━━━ STORED DATA ━━━

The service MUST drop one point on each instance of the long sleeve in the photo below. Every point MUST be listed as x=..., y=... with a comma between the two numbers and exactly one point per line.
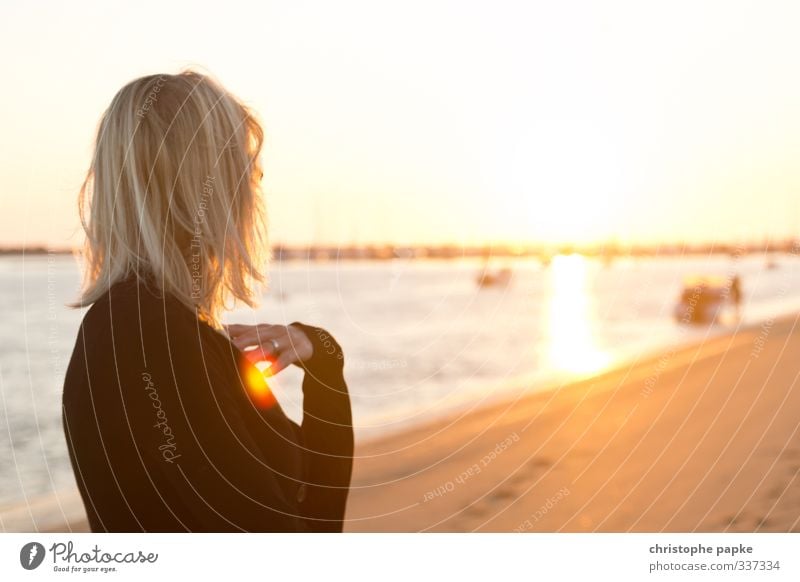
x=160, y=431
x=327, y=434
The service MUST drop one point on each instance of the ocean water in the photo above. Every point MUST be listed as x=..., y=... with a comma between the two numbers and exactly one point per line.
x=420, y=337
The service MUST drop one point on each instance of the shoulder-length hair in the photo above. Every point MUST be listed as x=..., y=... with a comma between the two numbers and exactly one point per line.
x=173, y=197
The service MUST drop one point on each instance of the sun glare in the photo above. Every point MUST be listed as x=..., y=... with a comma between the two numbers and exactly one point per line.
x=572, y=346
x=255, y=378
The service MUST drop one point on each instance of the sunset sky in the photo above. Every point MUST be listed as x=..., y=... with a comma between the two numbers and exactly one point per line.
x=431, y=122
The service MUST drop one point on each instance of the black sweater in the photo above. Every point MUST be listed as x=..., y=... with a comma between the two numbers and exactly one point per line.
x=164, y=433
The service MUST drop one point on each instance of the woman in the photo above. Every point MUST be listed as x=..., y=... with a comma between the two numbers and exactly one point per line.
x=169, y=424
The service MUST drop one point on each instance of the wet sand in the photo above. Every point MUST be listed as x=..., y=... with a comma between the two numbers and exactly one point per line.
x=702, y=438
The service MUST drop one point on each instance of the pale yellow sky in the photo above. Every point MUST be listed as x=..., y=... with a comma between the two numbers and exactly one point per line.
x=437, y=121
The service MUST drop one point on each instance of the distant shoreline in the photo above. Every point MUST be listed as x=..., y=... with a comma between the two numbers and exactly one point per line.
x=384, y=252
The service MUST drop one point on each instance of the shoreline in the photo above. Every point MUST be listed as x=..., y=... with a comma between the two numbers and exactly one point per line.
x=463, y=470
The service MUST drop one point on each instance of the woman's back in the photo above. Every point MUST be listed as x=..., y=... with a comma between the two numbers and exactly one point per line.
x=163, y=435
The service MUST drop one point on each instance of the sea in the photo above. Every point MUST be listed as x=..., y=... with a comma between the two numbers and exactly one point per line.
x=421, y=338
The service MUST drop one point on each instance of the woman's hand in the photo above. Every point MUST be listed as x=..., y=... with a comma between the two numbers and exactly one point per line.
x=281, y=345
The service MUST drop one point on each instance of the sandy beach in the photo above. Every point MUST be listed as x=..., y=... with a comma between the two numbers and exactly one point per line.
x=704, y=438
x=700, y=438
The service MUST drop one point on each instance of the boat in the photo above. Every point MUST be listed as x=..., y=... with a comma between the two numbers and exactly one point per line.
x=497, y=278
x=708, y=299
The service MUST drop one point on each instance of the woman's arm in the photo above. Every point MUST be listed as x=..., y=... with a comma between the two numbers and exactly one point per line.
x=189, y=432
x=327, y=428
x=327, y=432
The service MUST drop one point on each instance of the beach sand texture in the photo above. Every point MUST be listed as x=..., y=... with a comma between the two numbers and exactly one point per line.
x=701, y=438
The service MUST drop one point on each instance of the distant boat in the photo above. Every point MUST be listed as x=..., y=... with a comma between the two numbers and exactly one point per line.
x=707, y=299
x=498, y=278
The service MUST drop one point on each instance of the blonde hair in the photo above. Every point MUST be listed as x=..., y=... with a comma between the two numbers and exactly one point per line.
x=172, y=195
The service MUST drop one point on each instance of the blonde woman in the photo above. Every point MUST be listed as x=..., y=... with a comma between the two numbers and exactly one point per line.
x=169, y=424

━━━

*WORK TO DO*. Can you rewrite the part of the material that opens with the line containing "the woman's hand" and closes with the line containing "x=700, y=438", putting "pebble beach" in place of "sandy beach" and leaving everything else unchanged?

*EXERCISE ANSWER*.
The service MUST drop one point on each instance of the woman's hand in the photo above. Every point MUST be listed as x=..., y=... with a comma between the two numbers and exactly one point per line.
x=281, y=345
The service MUST drop one point on each instance of the pebble beach in the photo above. Every point MUST be listed as x=..., y=... with a comma between the two numbers and exactly one point per line.
x=704, y=438
x=700, y=438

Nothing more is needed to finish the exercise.